Health management
With the health monitoring and management subsystem, you can take a policy-driven approach to monitoring the application server environment and take action when certain criteria are discovered.
Health monitoring and management subsystem
The health management subsystem continuously monitors the state of servers and the work that is performed by the servers in your environment. The health management subsystem consists of two main elements: the health controller and health policies.
The health controller is the autonomic manager that controls the health monitoring and management subsystem, and acts on your health policies to ensure that certain conditions exist. The health controller is a distributed resource managed by the high availability manager, and exists within all node agent and deployment manager processes. The health controller is active in one of these processes. If the active process fails, the health controller can become active on another node agent or deployment manager process.
The health controller runs on a control cycle. The control cycle length defines the amount of time between environment checks initiated by the health controller. At the end of the control cycle, the health controller checks the environment and generates runtime tasks to resolve any breaches in the health conditions.
You define the health policies, which include the health conditions that you want to monitor in your environment and the health actions to take if these conditions are not met.
You can disable or enable health management using the health controller, while still having multiple health policies defined on the system. You can limit the server restart frequency or prohibit restarts during certain periods.
The health management subsystem functions when Intelligent Management is in automatic or supervised operating mode. When the reaction mode on the policy is set to automatic, the health management system takes action when a health policy violation is detected. In supervised mode, the health management system creates a runtime task that offers one or more reactions. The system administrator can approve or deny the proposed actions.
Health conditions
- Age-based condition
- Tracks the amount of time that the server is running. If the amount of time exceeds the defined threshold, the health actions run.
- Excessive request timeout condition
- Specifies a percentage of HTTP requests that can time out. When the percentage of requests exceeds the defined value, the health actions run. The timeout value depends on your environment configuration. For more information about the excessive request timeout health condition, see excessive request timeout health policy target timeout value.
- Excessive response time condition
- Tracks the amount of time that requests take to complete. If the
time exceeds the defined response time threshold, the health actions
run.Attention: Any requests that exceed the timeout threshold set not included in the excessive response time calculations. For example, if the default timeout value of 60 seconds is in effect then any requests that exceed that threshold and timeout are not included in the calculations for excessive response time. This restriction applies even if you do not have the excessive request timeout health condition defined in your environment.

◆ **Given information**:
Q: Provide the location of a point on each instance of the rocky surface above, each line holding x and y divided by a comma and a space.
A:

◆ **Required actions**:
a – According to the health management text, what two main elements make up the health management subsystem?
b – Resume the health management text after its last sentence.
The listing has no connection to the health management text.

◆ **The results**:
a – The health controller and health policies.

b –
- Memory condition: excessive memory usage
- Tracks the memory usage for a member. When the memory usage exceeds a percentage of the heap size for a specified time, health actions run to correct this situation.
- Memory condition: memory leak
- Tracks consistent downward trends in free memory that is available to a server in the Java™ heap. When the Java heap approaches the maximum configured size, you can perform either heap dumps or server restarts.
- Storm drain condition
- Tracks requests that have a significantly decreased response time. This policy relies on change point detection on given time series data.
- Workload condition
- Specifies a number of requests that are serviced before policy members restart to clean out memory and cache data.
- Garbage collection percentage condition
- Monitors a Java virtual machine (JVM) or set of JVMs to determine whether they spend more than a defined percentage of time in garbage collection during a specified time period.
With these predefined health policy conditions, actions have been taken to optimize the distribution of the needed data, minimize the impact of monitoring, and enforce the health policy in your environment.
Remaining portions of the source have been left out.